Stated task
Reproduce the records from the line containing "I'd appreciate your help finding the brick wall" through the line containing "[648,0,725,63]", replacing "brick wall" with "stone wall" and leaving everything else unchanged.

** begin **

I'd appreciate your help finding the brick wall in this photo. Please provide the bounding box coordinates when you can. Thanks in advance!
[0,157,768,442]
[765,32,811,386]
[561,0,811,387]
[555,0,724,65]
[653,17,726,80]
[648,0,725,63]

** end **
** begin **

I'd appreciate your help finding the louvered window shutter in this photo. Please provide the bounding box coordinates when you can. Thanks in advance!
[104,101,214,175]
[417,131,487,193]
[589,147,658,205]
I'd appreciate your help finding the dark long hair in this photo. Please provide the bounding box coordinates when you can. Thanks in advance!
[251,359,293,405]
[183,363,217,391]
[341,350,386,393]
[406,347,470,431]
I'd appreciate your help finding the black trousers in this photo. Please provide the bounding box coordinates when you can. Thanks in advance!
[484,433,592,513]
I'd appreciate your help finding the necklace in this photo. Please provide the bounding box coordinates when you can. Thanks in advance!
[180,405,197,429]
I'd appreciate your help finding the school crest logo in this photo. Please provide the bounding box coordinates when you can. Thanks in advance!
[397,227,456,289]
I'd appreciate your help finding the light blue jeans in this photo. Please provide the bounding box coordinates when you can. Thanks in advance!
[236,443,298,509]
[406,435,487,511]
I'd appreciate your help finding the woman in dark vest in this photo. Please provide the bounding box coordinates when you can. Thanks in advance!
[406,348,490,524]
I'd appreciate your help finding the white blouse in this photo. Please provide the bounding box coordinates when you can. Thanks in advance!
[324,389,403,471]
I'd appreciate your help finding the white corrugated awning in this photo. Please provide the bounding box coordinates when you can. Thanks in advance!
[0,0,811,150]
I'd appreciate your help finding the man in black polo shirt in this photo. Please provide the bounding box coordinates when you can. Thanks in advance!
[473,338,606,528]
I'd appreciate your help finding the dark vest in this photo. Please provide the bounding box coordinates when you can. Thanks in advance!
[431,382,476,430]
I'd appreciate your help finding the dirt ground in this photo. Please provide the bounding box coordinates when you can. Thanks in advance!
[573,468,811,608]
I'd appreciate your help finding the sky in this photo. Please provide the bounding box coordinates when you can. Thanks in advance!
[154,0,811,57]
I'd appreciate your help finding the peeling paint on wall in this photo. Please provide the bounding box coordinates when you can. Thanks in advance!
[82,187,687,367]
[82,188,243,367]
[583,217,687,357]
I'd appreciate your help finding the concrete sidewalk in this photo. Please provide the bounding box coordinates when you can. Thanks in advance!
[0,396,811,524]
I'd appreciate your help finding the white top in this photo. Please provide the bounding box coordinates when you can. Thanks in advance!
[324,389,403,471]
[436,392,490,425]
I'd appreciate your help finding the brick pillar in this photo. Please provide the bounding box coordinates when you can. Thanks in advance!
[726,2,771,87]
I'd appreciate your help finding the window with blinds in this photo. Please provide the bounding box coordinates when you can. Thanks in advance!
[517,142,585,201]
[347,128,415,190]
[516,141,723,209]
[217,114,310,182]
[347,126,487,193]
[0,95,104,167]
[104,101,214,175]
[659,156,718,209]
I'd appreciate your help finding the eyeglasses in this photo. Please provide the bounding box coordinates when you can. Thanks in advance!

** end **

Exercise answer
I'd appreciate your help finding the stone wall in this photo. Please provide the bounding box coordinates when you can. Thanks in advance!
[0,157,768,442]
[765,32,811,386]
[561,0,811,387]
[555,0,724,65]
[653,17,726,80]
[648,0,725,63]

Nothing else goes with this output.